[Point localization data]
▼

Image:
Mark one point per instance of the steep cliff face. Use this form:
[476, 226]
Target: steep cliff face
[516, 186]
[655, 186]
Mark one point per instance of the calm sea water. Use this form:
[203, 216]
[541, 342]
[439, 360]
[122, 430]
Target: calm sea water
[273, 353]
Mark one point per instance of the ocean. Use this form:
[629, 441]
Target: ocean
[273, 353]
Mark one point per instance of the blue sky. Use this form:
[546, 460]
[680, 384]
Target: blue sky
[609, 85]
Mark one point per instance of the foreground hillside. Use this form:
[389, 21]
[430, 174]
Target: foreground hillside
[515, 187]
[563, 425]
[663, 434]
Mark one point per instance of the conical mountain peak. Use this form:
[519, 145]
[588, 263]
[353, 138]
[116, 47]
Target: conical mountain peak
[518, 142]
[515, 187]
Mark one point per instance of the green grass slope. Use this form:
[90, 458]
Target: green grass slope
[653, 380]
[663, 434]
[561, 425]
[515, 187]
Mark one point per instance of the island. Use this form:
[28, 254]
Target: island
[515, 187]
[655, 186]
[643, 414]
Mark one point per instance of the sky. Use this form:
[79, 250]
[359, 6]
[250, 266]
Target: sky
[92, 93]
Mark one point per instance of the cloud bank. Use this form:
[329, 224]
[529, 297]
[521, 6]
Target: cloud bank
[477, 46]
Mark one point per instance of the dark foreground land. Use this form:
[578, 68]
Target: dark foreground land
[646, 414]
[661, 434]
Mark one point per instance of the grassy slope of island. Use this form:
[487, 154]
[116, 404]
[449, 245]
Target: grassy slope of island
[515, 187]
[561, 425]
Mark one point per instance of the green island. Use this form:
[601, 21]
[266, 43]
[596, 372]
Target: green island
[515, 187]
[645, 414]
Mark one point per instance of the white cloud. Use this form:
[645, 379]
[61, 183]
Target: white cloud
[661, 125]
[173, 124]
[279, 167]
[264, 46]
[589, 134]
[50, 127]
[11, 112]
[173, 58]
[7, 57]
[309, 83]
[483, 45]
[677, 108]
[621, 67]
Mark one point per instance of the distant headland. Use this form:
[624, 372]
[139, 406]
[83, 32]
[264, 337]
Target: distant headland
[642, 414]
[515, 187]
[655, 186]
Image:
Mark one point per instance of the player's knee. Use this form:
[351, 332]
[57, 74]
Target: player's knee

▲

Task prompt - Look over the data above and show each line that contains "knee".

Expected answer -
Mark one point per instance of the player's knee. Use this form:
Target: player's knee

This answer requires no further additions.